● **Teks Bacaan**
┄┄┄┄┄┄┄┄┄┄┄┄┄┄┄┄┄┄┄┄

Pada akhirnya, teknik pembuatan kertas tersebut jatuh ke tangan orang-orang Arab pada masa Abbasiyah terutama setelah kalahnya pasukan Dinasti Tang dalam Pertempuran Sungai Talas pada tahun 751 Masehi. Selama perang di sepanjang perbatasan Turkistan, sejumlah pembuat kertas bangsa Cina tertangkap dan dipaksa untuk membuka rahasia profesinya. kepada orang-orang Arab sehingga di zaman Abbasiyah, muncullah pusat-pusat industri kertas baik di Baghdad maupun Samarkand. Kemudian Samarkand menjadi wilayah pembuat kertas karena mendapat pengetahuan baru yang diperolehnya serta didukung kondisi alamiah yang cocok untuk pembuatan kertas. Berangsur-angsur para ahli pembuat kertas pindah ke Timur, ke arah Damaskus kemudian ke Mesir dan Maroko, dan kota-kota industri lainnya, kemudian menyebar ke Italia dan India. Eropa memperoleh pengetahuan tentang pembuatan kertas agak terlambat, yaitu pada abad ke 12 atau ke 13 melalui Itali dan Spanyol khususnya setelah Perang Salib dan jatuhnya Grenada dari bangsa Moor ke tangan orang-orang Spanyol (lih. Hart, 1990: 63; Bani Sudardi, 2003: 91).
Sekitar abad ke 12 orang Spanyol membuat kertas di Valencia, kemudian menyebar ke Perancis, dengan pabrik pertama didirikan di Troyes. Akhirnya keterampilan membuat kertas sampai di Inggris pada akhir abad ke 15. Pada awalnya, kertas-kertas Eropa dibuat dari rongsokan linen dan kapas seperti sekarang ini, ketebalan dan kekasaran lembaran menuntut perekatan dengan selatin dari binatang, sebelum kertas tersebut dapat menerima tinta dari pena bulu angsa. Kemudian Johann Gutenberg menggunakan press cetak untuk menyesuaikan permukaan kertas ukuran Eropa yang keras dan kenyal.

┄┄┄┄┄┄┄┄┄┄┄┄┄┄┄┄┄┄┄┄

● **Sasaran Latihan**
1. Menurut teks tentang sejarah pembuatan kertas, pertempuran apa yang terjadi pada tahun 751 Masehi?
2. Lanjutkan teks tentang sejarah pembuatan kertas mulai dari bagian sesudah kalimat terakhirnya.

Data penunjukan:

┄┄┄┄┄┄┄┄┄┄┄┄┄┄┄┄┄┄┄┄

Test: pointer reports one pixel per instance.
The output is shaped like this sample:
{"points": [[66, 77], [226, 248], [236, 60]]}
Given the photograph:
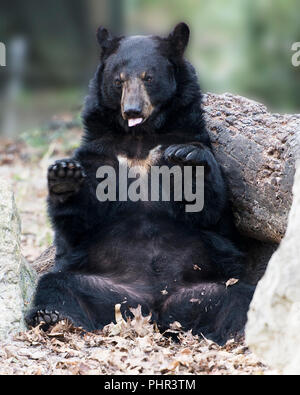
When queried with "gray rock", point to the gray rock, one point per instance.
{"points": [[17, 278], [273, 328]]}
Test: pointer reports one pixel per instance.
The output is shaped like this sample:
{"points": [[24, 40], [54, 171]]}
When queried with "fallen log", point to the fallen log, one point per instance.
{"points": [[257, 151]]}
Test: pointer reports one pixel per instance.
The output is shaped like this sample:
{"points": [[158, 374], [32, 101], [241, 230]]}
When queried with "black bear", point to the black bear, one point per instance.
{"points": [[143, 109]]}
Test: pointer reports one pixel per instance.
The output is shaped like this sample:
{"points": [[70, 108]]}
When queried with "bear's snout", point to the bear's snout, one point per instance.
{"points": [[136, 106]]}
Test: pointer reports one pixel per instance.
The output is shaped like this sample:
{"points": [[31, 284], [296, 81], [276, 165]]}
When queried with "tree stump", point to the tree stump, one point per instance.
{"points": [[257, 151]]}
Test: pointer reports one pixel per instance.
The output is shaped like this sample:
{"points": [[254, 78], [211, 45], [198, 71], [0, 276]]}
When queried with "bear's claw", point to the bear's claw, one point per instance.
{"points": [[65, 177]]}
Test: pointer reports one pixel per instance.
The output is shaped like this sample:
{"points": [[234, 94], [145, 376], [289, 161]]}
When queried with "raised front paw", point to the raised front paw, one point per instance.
{"points": [[187, 154], [65, 177]]}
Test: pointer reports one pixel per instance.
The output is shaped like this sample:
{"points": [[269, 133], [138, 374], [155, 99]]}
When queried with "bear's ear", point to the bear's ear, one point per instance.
{"points": [[106, 40], [179, 38]]}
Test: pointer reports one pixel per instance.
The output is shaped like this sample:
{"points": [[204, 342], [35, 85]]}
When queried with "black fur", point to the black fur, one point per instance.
{"points": [[175, 264]]}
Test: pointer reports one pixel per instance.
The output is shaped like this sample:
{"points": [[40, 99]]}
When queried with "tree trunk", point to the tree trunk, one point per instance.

┄┄┄┄┄┄┄┄┄┄┄┄┄┄┄┄┄┄┄┄

● **Jawaban Latihan**
1. Pertempuran Sungai Talas.

2.
Salah satu dokumen yang pertama kali diketemukan, menunjukkan bahwa pembuatan kertas di Itali berlangsung pada akhir abad ke 13 dan dibuat di pabrik Fabriano, yang saat ini masih berproduksi. Pabrik di Fabriano merupakan tempat yang penting karena menghasilkan kertas dengan kaulitas bagus dan tidak seperti kertas biasa pada waktu itu karena diberi bahan perekat dari kulit binatang. Hasil pembuatan pabrik tersebut permukaannya sangat halus dan bagus untuk menulis dan menggambar.
Pemakaian lem dari kulit binatang pada kertas menyebabkan kertas tersebut sebagai suatu pengganti dari parchment dan vellum. Teknik dari pabrik tersebut segera ditiru oleh pabrik-pabrik kertas di seluruh Eropa. Di Perancis, ada sebuah legenda bahwa pada tahun 1147, seorang warga negara Perancis bernama Jean Montgolfier telah dipenjara selama Perang Salib ke 2 dan dijatuhi hukuman kerja paksa selama 3 tahun di sebuah pabrik kertas di Damascus. Di sana ia belajar membuat kertas sehingga sepulangnya ke Perancis, sanggup mendirikan pabrik kertasnya sendiri. Selama 200 tahun berikutnya, maka pabrik-pabrik kertas berkembang di Perancis selama beberapa dasawarsa. Di sana terdapat bukti bahwa pabrik-pabrik kertas telah menghasilkan barang-barang kertas di Cologne dan Mainz, Jerman pada tahun 1320. Hal itu terdapat dalam catatan harian dari pembuat kertas Nuremberg, Ulman Stromer yang telah membuat dokumen bahwa Stromer telah membangun pabrik dan melengkapinya pada tahun 1390. Pabrik Stromer yang terletak dekat kota Nuremberg merupakan pabrik kertas pertama yang digambar dalam sebuah buku yang dipublikasikan dalam: Hartmann Schedel’s Nuremberg Chronicle of 1493.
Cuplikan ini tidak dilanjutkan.